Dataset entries
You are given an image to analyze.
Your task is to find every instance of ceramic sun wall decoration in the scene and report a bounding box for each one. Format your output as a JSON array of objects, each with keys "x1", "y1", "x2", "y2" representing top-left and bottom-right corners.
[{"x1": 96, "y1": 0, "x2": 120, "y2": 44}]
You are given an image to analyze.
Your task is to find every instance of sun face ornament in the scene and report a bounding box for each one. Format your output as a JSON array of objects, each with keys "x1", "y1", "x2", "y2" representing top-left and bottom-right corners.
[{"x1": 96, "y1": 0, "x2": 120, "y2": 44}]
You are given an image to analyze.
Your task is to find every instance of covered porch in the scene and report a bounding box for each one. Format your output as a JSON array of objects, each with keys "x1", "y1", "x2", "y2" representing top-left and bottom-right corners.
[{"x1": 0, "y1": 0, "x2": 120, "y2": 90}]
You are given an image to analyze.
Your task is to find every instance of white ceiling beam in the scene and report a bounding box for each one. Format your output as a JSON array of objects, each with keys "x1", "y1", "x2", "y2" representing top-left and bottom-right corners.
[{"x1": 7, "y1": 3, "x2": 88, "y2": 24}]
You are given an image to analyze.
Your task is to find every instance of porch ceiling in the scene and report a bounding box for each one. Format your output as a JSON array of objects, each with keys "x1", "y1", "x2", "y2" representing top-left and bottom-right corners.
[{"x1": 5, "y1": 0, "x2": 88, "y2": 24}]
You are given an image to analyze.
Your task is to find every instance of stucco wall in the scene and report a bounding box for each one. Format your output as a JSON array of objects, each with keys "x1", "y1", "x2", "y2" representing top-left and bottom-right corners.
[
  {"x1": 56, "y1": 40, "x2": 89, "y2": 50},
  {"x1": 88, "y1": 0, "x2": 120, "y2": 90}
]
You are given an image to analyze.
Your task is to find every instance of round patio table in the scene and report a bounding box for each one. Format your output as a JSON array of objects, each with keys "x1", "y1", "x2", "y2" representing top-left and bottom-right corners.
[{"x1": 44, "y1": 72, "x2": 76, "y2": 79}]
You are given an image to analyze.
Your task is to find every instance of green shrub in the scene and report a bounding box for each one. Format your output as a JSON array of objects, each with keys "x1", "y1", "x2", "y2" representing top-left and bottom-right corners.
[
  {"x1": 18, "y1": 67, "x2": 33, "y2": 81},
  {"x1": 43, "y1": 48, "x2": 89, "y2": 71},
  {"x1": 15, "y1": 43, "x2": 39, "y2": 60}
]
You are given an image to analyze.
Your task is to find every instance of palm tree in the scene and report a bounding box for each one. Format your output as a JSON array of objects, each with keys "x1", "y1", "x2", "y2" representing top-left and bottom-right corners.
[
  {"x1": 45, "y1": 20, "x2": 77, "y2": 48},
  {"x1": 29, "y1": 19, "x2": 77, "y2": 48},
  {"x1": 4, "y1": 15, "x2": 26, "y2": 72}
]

SET EXERCISE: Which lines in the listing above contain the word "instance"? Pick out each one and copy it in full.

RESULT OF THE TASK:
Your task is to find every instance of ceramic sun wall decoration in the scene and report a bounding box for each one. Format your output as a JSON array of objects, each with keys "x1", "y1", "x2", "y2" representing top-left and bottom-right corners.
Your task is to find every instance of sun face ornament in the scene and report a bounding box for each one. Format your output as a JSON array of objects, each with keys "x1", "y1", "x2", "y2" representing top-left and bottom-right corners.
Your task is to find every instance of covered porch in the scene and report a bounding box for each one. Format your output as a JSON array of objects, each with keys "x1", "y1", "x2", "y2" representing top-left and bottom-right corners.
Your task is to find every instance of white ceiling beam in the scene and report a bounding box for each one. Format your output as a JSON array of objects, each with keys "x1", "y1", "x2", "y2" representing top-left and bottom-right corners.
Your task is to find every instance of porch ceiling in the scene and report a bounding box for each one. Format your output as a JSON array of objects, each with keys "x1", "y1", "x2", "y2" representing top-left and bottom-right corners.
Your task is to find every instance of stucco wall in the scene and report a bounding box for each one. Format your output as a JSON array of objects, each with keys "x1", "y1", "x2", "y2" representing top-left and bottom-right corners.
Your task is to find every instance of round patio table in the scene and report a bounding box for each one. Format your output as a JSON array of objects, each with keys "x1", "y1", "x2", "y2" representing top-left and bottom-right corners.
Your task is to find every instance of green shrub in the scene and report a bounding box for each one. Format your output as a JSON array of objects, each with keys "x1", "y1", "x2", "y2" representing top-left and bottom-right corners.
Your task is to find every instance of palm tree in the scene and report a bounding box for each one. Format your output as a JSON array of objects, each with keys "x1", "y1", "x2", "y2" representing top-left and bottom-right corners.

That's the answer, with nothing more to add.